___ TASK MATERIAL ___

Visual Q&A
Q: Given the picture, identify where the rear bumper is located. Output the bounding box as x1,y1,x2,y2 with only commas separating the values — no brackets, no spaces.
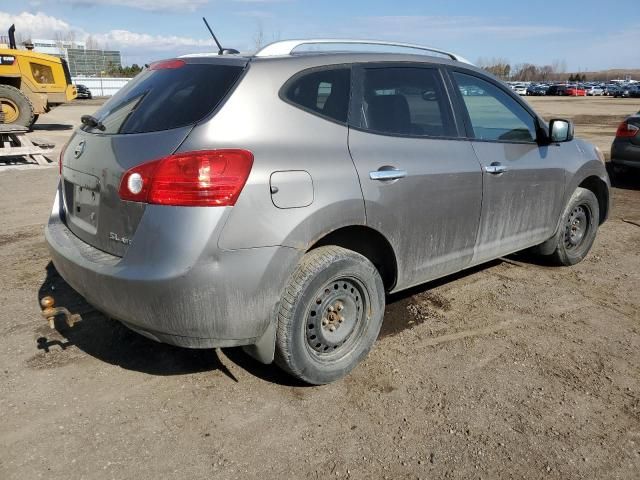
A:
611,140,640,168
45,188,301,348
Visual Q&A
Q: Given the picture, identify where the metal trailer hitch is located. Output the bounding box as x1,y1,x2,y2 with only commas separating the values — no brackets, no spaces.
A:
40,297,82,329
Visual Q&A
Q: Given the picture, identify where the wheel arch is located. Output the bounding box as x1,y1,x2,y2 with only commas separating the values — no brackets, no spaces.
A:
307,225,398,292
578,175,609,225
0,77,21,90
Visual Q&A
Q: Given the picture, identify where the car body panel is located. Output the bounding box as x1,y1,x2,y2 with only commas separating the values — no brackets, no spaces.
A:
464,141,565,265
45,47,609,361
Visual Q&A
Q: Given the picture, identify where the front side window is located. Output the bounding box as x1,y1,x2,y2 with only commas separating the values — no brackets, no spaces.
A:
357,67,455,137
453,72,536,142
29,63,54,85
284,67,351,123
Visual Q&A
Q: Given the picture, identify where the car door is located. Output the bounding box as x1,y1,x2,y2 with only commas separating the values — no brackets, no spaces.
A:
451,70,565,264
349,63,482,290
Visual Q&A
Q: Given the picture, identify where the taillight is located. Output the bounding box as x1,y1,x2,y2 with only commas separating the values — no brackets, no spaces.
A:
119,150,253,207
616,122,640,138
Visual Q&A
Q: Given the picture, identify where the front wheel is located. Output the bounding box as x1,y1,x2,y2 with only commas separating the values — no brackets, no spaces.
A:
0,85,34,128
551,188,600,266
275,246,385,385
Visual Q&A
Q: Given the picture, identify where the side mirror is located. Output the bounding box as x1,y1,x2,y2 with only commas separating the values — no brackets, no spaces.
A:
549,118,573,143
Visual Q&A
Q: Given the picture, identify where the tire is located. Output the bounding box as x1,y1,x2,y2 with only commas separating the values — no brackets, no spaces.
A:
275,246,385,385
551,188,600,266
0,85,34,127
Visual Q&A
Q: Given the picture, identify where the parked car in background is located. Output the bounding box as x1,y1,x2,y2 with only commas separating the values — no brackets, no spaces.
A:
45,40,610,384
564,85,587,97
611,112,640,171
76,84,93,99
613,85,631,98
585,86,604,97
513,85,527,95
547,85,567,96
527,84,549,97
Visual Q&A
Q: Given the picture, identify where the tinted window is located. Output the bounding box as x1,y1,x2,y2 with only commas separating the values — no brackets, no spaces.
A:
453,72,536,142
285,68,351,123
83,63,243,134
359,67,455,137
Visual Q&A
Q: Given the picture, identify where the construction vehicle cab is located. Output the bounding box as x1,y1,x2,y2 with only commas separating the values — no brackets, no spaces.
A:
0,27,77,127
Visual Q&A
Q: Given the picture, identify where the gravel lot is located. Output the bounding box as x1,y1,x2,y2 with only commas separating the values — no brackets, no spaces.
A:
0,97,640,480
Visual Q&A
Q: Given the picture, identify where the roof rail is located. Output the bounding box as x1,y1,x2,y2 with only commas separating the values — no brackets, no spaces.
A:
255,38,471,65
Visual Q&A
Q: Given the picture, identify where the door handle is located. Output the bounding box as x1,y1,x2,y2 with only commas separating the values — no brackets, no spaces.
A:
369,168,407,181
484,162,509,175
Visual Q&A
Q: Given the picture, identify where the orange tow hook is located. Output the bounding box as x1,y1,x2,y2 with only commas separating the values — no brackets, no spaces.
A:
40,297,82,328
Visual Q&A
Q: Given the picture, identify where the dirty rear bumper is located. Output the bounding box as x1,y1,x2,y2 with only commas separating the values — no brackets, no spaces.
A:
45,188,301,348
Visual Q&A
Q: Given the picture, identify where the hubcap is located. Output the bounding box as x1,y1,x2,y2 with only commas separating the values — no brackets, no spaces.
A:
564,205,589,250
306,278,367,355
0,98,20,123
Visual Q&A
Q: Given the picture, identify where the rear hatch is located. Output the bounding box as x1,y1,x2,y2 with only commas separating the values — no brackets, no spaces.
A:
62,57,247,257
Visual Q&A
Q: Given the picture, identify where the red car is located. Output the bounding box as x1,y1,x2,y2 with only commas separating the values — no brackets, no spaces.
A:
564,85,587,97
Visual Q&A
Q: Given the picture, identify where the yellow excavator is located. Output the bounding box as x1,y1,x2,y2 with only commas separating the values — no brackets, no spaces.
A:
0,25,77,128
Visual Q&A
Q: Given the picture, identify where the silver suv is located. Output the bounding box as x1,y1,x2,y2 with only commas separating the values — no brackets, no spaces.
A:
46,40,609,384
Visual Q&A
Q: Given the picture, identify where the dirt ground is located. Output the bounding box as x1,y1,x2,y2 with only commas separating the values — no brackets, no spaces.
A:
0,98,640,480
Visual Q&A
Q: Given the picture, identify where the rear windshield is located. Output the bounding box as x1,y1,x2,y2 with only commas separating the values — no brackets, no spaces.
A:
82,60,244,135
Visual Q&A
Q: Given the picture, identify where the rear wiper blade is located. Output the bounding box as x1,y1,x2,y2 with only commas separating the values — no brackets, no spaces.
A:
80,115,105,131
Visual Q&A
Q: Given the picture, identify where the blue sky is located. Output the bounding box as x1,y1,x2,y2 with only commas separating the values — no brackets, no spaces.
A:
0,0,640,71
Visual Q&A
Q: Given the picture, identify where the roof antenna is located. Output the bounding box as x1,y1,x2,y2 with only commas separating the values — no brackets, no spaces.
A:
202,17,240,55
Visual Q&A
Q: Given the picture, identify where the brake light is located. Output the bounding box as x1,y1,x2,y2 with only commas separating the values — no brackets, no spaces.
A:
119,150,253,207
616,122,640,138
149,59,185,70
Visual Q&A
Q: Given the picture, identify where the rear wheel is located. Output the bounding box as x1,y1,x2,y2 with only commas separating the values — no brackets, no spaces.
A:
552,188,600,266
275,246,385,385
0,85,35,127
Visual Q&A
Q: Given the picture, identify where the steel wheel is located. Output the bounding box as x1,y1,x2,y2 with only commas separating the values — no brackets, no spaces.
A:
564,205,591,250
275,249,385,385
306,277,369,361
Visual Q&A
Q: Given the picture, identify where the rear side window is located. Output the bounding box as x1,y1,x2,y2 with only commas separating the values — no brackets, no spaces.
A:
284,67,351,123
359,67,455,137
453,72,536,142
82,60,243,135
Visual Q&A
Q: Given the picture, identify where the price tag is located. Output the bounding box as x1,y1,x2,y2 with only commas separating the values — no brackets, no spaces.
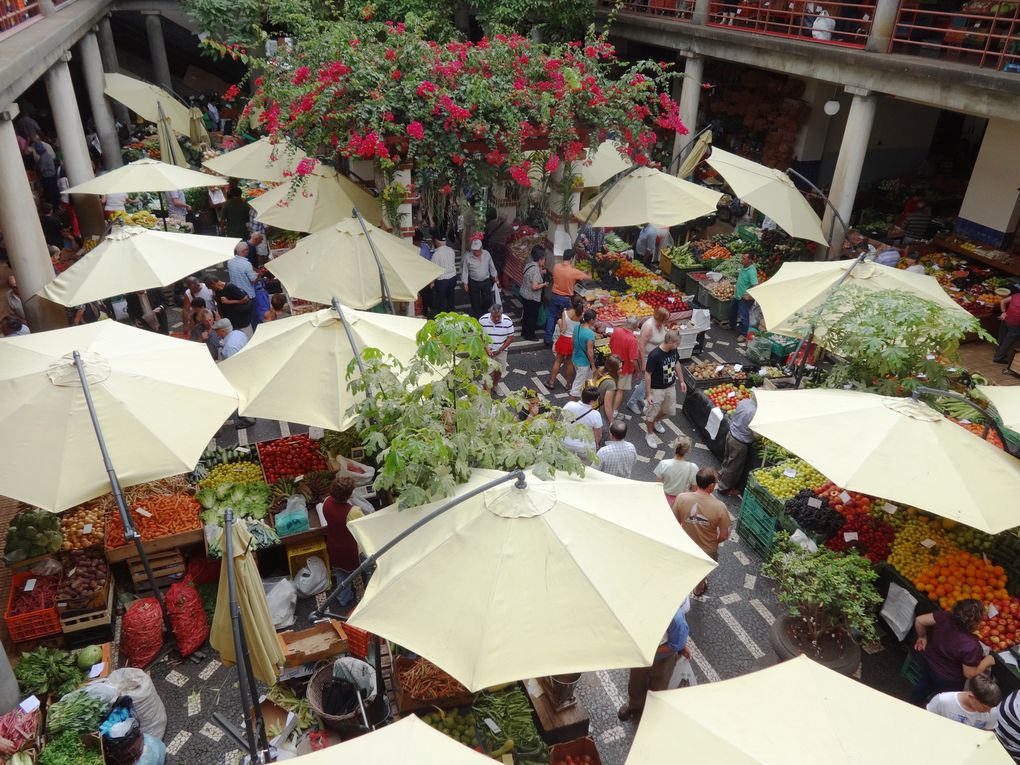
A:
17,696,40,715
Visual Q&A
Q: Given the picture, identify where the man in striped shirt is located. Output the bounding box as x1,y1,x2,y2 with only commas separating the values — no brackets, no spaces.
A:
478,303,514,388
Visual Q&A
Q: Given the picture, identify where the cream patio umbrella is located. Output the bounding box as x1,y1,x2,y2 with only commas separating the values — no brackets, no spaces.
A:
103,71,191,135
626,656,1013,765
350,469,715,691
202,138,308,181
39,225,239,306
0,321,238,511
751,389,1020,533
705,147,828,245
260,217,443,310
219,308,425,430
251,167,383,233
977,386,1020,431
577,167,722,227
749,260,970,342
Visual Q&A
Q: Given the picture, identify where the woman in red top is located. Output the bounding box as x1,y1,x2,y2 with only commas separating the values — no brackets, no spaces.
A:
322,478,360,606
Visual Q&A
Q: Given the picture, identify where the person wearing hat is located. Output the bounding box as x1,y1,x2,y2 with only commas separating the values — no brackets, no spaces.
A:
432,234,457,315
460,232,499,316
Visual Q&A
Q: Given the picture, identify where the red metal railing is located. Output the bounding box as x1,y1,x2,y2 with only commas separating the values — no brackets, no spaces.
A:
709,0,875,48
889,2,1020,71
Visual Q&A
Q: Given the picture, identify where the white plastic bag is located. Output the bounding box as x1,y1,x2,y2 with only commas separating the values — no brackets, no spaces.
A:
106,667,166,740
262,576,298,629
294,556,329,598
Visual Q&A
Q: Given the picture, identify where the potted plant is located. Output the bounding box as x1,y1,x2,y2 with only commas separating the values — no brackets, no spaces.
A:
762,534,881,674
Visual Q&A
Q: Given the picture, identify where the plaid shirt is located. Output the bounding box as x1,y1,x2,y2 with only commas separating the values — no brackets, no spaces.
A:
595,441,638,478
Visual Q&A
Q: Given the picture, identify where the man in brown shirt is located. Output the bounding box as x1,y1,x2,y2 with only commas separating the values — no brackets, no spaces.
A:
673,467,729,597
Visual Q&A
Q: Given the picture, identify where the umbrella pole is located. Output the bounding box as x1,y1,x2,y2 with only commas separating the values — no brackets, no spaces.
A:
310,468,527,620
71,351,172,616
351,207,397,314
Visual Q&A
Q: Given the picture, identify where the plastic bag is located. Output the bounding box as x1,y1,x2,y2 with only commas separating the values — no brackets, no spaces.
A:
262,576,298,629
165,582,209,656
294,556,329,598
106,667,166,738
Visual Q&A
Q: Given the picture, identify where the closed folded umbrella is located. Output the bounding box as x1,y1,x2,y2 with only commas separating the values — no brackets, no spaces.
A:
751,389,1020,533
260,217,443,310
219,308,425,430
578,167,722,227
202,138,308,183
350,469,715,691
706,147,828,245
40,225,238,306
626,656,1013,765
0,321,237,511
251,167,383,232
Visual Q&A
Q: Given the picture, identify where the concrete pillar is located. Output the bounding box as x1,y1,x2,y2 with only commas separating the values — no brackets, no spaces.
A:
864,0,900,53
79,32,123,170
45,53,106,236
673,54,705,159
99,16,131,128
0,104,67,332
142,10,173,93
822,86,877,260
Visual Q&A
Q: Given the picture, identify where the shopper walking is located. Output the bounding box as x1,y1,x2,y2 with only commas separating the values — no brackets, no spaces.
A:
645,329,687,449
520,247,547,340
546,249,589,348
432,237,457,316
460,234,499,316
719,393,758,497
595,419,638,478
673,467,729,598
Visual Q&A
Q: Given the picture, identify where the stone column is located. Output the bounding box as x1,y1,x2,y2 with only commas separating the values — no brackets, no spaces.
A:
822,86,877,260
99,16,131,128
44,53,106,236
673,53,705,164
79,32,123,170
142,10,173,93
864,0,900,53
0,104,67,332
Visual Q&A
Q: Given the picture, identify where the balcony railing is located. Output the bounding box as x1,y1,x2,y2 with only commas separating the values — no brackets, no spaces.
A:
890,2,1020,72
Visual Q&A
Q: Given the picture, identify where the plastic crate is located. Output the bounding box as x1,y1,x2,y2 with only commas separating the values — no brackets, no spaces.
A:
4,572,60,643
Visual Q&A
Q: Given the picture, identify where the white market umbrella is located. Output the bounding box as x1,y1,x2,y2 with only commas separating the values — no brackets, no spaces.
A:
40,225,240,306
350,469,715,691
0,321,237,511
626,656,1013,765
705,147,828,245
751,389,1020,533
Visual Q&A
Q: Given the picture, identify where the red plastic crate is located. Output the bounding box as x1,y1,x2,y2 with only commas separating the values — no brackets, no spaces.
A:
4,572,60,643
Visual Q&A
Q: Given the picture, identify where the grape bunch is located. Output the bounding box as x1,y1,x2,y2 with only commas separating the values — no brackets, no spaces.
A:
786,489,846,537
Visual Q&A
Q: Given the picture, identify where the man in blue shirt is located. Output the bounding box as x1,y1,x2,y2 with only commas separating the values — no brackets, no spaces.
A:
616,601,691,720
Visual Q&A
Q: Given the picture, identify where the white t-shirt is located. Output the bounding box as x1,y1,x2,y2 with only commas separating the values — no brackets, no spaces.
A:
563,401,602,450
928,691,999,730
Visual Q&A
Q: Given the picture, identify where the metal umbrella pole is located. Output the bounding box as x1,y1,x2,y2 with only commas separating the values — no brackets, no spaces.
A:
351,207,397,314
310,468,527,620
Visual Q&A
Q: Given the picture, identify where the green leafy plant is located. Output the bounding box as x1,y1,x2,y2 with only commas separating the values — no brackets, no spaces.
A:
797,285,993,396
762,534,882,646
348,313,583,507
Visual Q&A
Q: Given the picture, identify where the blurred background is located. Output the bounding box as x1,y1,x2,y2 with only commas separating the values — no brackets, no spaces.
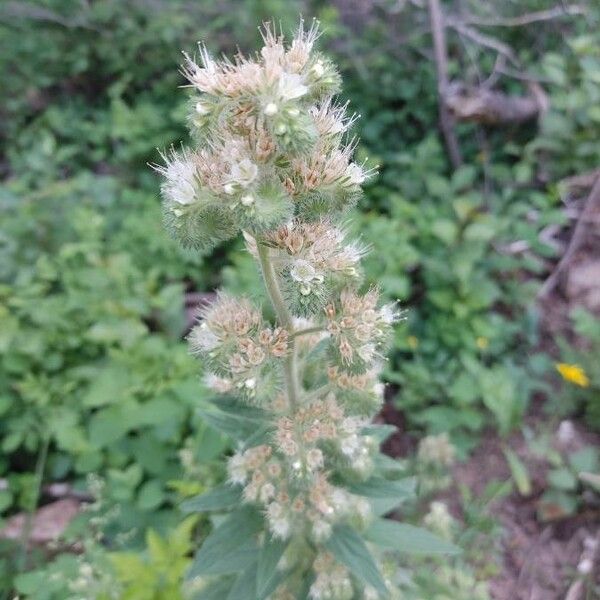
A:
0,0,600,600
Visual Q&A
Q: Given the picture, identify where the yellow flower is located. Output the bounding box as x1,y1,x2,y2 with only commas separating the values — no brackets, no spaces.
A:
555,363,590,387
475,337,490,350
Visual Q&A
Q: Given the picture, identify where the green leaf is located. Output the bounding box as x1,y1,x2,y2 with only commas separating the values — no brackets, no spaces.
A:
256,539,287,600
187,507,263,579
181,484,242,513
365,519,461,555
503,448,531,496
579,471,600,493
227,556,257,600
361,425,398,444
325,525,388,598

___

STATED PROBLEM: Render the lines from the start of the records through the line containing "40,297,82,329", both ends included, as a numbered list with blank lines omitted. Leave the pictures out of the list.

SOLUTION TO THE EXERCISE:
1. Visual Q&A
2. Q: Given the picture, identify where the rear bumper is located. Output the bounding box as x1,y1,x2,y2 with only commas separating the values — no brackets, no spaces.
3. A:
4. 611,140,640,168
5. 45,188,301,348
6. Visual Q&A
7. Q: Given the picture, identify where the metal trailer hitch is located. Output the bounding box as x1,y1,x2,y2 with only commas separating the values — no brackets, no spaces.
8. A:
9. 40,297,82,329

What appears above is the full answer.